■ Requirement
Write out the rows below verbatim, beginning at their first line and stopping after the line that contains "M197 41L200 41L204". Leave the pictures out of your answer.

** BEGIN Information supplied **

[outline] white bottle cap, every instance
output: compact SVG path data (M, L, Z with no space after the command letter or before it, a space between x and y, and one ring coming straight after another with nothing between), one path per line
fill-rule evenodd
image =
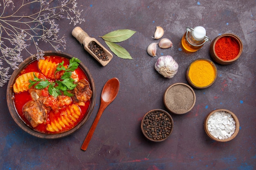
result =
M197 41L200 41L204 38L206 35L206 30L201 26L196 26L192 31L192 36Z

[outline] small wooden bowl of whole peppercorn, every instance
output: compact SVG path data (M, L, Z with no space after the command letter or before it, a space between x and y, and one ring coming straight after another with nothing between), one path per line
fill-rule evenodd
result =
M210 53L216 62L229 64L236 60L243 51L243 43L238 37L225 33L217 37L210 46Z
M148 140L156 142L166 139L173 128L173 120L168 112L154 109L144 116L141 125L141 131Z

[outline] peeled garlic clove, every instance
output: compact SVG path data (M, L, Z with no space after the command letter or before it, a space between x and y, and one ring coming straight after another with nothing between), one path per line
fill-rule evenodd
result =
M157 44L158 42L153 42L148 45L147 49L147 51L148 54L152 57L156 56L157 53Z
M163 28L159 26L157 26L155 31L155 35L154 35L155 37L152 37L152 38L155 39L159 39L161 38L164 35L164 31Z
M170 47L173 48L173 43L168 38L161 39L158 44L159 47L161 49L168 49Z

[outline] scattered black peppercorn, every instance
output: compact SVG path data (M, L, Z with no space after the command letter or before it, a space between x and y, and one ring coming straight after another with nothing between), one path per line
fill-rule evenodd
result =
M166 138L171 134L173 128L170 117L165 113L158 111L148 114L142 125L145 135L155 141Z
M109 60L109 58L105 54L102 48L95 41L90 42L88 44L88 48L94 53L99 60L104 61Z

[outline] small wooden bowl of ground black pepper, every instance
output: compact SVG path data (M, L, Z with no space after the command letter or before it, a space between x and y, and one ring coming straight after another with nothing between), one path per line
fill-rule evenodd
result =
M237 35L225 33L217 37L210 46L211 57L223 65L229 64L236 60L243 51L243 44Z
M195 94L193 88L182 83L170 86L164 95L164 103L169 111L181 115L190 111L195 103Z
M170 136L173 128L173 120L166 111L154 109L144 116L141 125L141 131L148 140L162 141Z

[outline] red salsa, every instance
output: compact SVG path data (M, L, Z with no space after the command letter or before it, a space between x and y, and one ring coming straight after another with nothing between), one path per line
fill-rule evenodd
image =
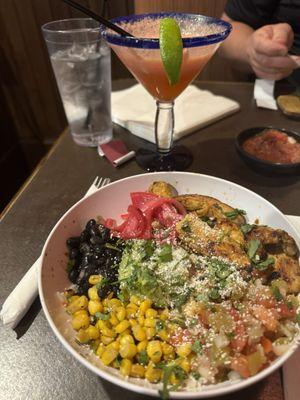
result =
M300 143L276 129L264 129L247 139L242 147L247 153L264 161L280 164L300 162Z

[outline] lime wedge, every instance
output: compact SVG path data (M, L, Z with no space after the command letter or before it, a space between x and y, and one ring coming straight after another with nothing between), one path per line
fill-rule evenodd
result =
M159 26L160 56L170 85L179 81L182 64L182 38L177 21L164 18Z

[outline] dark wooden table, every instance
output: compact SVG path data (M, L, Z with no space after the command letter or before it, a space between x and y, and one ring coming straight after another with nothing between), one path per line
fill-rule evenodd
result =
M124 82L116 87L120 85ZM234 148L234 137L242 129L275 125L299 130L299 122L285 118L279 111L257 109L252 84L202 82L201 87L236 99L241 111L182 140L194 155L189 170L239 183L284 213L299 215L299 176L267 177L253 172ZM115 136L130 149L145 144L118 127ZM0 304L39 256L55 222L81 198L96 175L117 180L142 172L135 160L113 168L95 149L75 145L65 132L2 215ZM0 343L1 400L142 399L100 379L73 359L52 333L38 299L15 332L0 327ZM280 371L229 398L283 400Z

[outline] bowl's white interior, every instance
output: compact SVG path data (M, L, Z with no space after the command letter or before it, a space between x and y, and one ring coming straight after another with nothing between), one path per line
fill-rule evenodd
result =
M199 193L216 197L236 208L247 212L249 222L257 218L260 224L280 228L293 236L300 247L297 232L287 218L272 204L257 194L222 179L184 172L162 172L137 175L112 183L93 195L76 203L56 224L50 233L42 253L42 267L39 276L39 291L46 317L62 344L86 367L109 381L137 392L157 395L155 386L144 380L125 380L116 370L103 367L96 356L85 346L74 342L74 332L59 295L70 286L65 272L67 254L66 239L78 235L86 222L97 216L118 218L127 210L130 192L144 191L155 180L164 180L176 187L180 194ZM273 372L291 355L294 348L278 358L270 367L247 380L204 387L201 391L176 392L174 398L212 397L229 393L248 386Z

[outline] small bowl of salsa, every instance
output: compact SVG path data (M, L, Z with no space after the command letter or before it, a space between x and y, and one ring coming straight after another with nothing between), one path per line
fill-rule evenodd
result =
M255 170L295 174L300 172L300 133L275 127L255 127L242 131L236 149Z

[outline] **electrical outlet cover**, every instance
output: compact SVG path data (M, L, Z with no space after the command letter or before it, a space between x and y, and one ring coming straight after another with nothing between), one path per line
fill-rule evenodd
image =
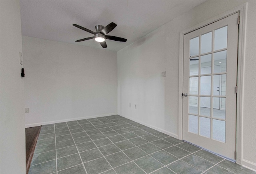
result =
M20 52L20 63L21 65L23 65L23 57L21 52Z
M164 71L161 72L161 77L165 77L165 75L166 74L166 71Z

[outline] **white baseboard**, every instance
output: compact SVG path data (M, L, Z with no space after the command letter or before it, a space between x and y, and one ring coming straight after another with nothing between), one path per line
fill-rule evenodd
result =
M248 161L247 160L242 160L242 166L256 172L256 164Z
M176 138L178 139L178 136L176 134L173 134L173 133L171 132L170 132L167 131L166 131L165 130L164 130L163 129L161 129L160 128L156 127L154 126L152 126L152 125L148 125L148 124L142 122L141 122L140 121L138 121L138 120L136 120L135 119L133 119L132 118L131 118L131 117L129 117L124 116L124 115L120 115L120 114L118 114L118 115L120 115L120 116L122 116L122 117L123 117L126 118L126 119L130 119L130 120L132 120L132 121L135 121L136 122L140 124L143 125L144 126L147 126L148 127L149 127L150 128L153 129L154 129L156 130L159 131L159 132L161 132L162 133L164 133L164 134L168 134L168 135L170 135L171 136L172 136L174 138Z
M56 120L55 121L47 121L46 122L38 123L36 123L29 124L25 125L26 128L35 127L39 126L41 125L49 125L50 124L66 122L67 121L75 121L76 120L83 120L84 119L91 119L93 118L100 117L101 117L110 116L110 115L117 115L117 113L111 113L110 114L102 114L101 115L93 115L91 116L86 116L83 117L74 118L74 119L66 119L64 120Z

** END Information supplied **

■ Expected answer
[outline] white bottle cap, every instance
output: compact SVG path data (M, L, Z with no space after the command letter or before it, a space between x and y, and one ring coming straight after another with nothing between), one path per line
fill-rule evenodd
image =
result =
M197 41L200 41L204 38L206 35L206 30L201 26L196 26L192 31L192 36Z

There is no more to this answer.